Restituisci tutte le righe seguenti identiche, senza cambiare nulla.

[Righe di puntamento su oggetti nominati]
++++++++++++++++++++

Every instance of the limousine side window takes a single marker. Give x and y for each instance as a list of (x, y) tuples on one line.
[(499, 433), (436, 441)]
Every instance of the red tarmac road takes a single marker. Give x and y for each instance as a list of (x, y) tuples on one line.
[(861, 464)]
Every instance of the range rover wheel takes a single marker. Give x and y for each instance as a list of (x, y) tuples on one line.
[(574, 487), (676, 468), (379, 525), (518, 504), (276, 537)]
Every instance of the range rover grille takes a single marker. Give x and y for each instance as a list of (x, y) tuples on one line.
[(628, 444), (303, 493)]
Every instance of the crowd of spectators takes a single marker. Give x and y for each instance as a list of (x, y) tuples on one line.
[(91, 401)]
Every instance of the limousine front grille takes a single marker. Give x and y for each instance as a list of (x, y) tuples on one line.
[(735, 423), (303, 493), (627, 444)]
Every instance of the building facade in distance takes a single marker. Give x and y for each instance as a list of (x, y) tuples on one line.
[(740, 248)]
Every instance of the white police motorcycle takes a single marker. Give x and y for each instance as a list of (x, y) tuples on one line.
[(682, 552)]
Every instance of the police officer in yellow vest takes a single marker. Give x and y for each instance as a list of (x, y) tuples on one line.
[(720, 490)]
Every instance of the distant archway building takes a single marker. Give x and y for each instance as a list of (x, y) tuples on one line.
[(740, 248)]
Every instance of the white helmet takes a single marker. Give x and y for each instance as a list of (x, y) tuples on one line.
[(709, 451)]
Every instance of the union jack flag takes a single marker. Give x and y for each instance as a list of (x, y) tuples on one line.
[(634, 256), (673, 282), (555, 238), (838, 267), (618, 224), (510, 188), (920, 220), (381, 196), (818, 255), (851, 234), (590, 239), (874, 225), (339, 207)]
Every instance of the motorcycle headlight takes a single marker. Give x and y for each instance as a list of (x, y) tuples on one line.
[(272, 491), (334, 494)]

++++++++++++++++++++

• RISPOSTA AL COMPITO
Every instance of the limousine side window takes a single marker. Give x and y for each instance as a list of (x, y) tuples on one line.
[(499, 433), (436, 441)]
Every instance of the red tarmac road takes a single marker. Give x and y for each instance as a list of (x, y) tuples on one line.
[(861, 464)]
Every instance of the range rover wheel takes a single marker. Give x and y for each instance as a list of (x, y) tuples on one line.
[(574, 487), (676, 468), (379, 525), (518, 504), (276, 537)]
Every instance of the range rover grille takes a single marker. Give x and y for each instance as a list of (x, y) tuples on one line.
[(628, 444), (303, 493)]
Every instance of the crowd of spectators takes a single marker. Give x and y for each instance as a list of (x, y) tuples on one line.
[(91, 401)]
Every instance of the limousine front grille takes a single marker. Give x and y for each instance as a list of (x, y) tuples on one line.
[(735, 423), (303, 493), (627, 444)]
Every instance of the building facade in distance takes a single marker. Give x and y for each instance as a list of (x, y) tuples on one line.
[(740, 248)]
Every instance of the white police motorcycle takes a single marker. Give x and y for each instance as a list of (x, y) tuples on one line.
[(682, 552)]
Every instance of the police officer in yellow vest takes a single marker. Give x and y for each instance as a list of (x, y) tuples on one line.
[(720, 490)]
Every instance of the distant archway building takes a single marker. Give x and y for each instance as a list of (x, y) tuples on one line.
[(740, 248)]
Every instance of the white helmet takes a single marker. Give x and y for each instance as a list of (x, y) tuples on one line.
[(709, 451)]
Every instance of the union jack flag takes a single marker. Give x and y for each instance as a list of (x, y) tuples on one line.
[(634, 256), (673, 282), (555, 238), (838, 267), (618, 224), (510, 188), (920, 220), (381, 196), (818, 255), (851, 234), (590, 239), (874, 225), (339, 207)]
Every instance of the motorcycle headlight takes a single marker. Give x and y for each instance as a list of (x, y) tuples on one line.
[(272, 491), (334, 494)]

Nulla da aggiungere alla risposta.